(Extract to read Opens)

A speculative fantasy dreamed up by some British economists in the late twentieth century and elevated to a policy by a succession of right-wing governments.
PFI aims to relieve the state of many of its public service obligations by transferring responsibility for delivering and maintaining them to the private sector. Under PFI public buildings are built with private funds, social care provision for the elderly is delegated to corporations, private clinics replace state hospitals, management firms take over the running of “failing” schools” while successful ones are encouraged to sell off their playing fields before being demolished to make way for private academies. Little by little, government withdraws from its traditional role - indeed from the role for which it was elected. Instead it becomes an intermediary between the people and the private sector - receiving petitions from the former and contracting the latter to resolve them. In a curious reversal of classical economic theory, the state thereby emerges as the largest single source of business profits, and an efficient recycler of funds from taxpayers to the pockets of company directors and shareholders.
Politicians justify PFI on the grounds that because companies are stiffened by market discipline they can build and operate public facilities more cost-effectively than government. Regrettably, no element of this mantra stands up to the mildest scrutiny.
First, most governments can raise capital more cheaply than companies because they tend to have higher credit ratings and at least some control over domestic interest rates. More important, debt is usually less expensive than equity[1]. What this means is that the private sector pays more for its money than the state and will charge the cost back to the taxpayer.
Second, no evidence exists that companies have a genetic capacity to run public services more efficiently than governments. The supposed superior efficiency of the private sector is a favoured fantasy of business executives looking to secure government contracts because they find it peculiarly easy to drill into the mush that passes for the brains of incompetent politicians.
A useful corrective might be to recall from time to time a few items of our collective history that votaries of neo-liberalism are inclined to overlook. Universal access to health and education services, construction and maintenance of most of the world’s road and rail networks, the BBC, the CBC, MOMA[2], Sydney’s Opera House, the Louvre, the Library of Congress, police and fire services, pensions for retirees[3], sewerage and water supplies, the allied victory over Hitler and fascism, the US and Russian space programs, and parliamentary democracy, figure among the numberless initiatives and successes of the now derided public sector - the sector that citizens are told works badly on the infrequent occasions when it works at all.
In a competitive world, companies have to be efficient in order to survive. Those that fail either go under or pass into the hands of their competitors. Public services can’t be allowed to go under, however, because without them neither we nor the country in which we live could keep going. Instead, whenever the companies that run them get into trouble, the State bails them out, rewarding their inefficiencies with subsidies, allowing them to hike prices on a nod and a wink, and turning a blind eye to the inflated salaries of their executives. In place of market discipline, we get sequential rip-offs under government licence while they - the companies - get increasing profits for diminishing levels of service.
[1] Although companies usually borrow funds to finance a project, they still pay dividends on the profits, bonuses to their executives, and interest on the the debt. Dividends are more expensive because they are paid after tax, whereas debt is tax deductible. But, of course, governments don't pay tax or dividends to shareholders.
[2] New York Museum of Modern Art
[3] We have Napoleon to thank for this one.

(Extract to read Closes)
(Data for analysis Opens)

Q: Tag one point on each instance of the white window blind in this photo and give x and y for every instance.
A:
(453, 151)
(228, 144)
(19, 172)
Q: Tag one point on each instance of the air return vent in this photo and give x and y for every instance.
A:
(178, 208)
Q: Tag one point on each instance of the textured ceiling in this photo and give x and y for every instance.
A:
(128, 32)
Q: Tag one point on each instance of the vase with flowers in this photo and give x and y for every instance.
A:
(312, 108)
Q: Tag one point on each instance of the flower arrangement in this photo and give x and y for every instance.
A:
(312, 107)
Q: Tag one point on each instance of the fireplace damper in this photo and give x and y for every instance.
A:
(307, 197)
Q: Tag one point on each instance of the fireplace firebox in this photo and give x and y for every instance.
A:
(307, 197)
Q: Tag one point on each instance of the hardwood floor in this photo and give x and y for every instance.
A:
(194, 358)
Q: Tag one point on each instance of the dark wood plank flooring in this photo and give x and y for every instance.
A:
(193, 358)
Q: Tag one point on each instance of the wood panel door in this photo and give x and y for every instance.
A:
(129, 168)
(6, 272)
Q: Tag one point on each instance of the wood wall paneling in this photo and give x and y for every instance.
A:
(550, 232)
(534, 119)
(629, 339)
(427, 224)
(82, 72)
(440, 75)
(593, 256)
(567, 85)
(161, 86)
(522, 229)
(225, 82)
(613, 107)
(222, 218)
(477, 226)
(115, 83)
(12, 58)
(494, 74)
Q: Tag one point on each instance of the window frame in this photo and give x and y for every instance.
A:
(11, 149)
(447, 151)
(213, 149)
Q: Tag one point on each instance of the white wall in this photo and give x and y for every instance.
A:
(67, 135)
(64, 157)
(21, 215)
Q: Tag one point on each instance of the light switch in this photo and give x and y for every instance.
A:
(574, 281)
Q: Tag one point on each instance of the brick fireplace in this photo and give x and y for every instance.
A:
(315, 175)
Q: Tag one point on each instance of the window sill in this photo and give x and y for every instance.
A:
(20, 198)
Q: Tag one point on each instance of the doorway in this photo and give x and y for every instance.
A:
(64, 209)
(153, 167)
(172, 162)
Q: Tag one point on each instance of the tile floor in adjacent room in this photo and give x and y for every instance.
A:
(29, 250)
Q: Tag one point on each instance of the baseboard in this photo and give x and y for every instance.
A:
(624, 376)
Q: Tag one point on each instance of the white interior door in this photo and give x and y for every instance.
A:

(Data for analysis Closes)

- _Action item_:
Condense the paragraph of the PFI text that opens with "In a competitive world" into a short bulleted list that keeps its main points. These entries were taken from a source unrelated to the text above.

- _Exercise answer_:
- Companies in a competitive world must be efficient to survive; failing ones go under or are taken over by competitors.
- Public services can't be allowed to go under, because neither people nor the country could keep going without them.
- When companies running public services get into trouble, the State bails them out with subsidies, lets them raise prices easily, and ignores their executives' inflated salaries.
- Instead of market discipline, the result is repeated rip-offs under government licence, with rising profits for the companies and declining service.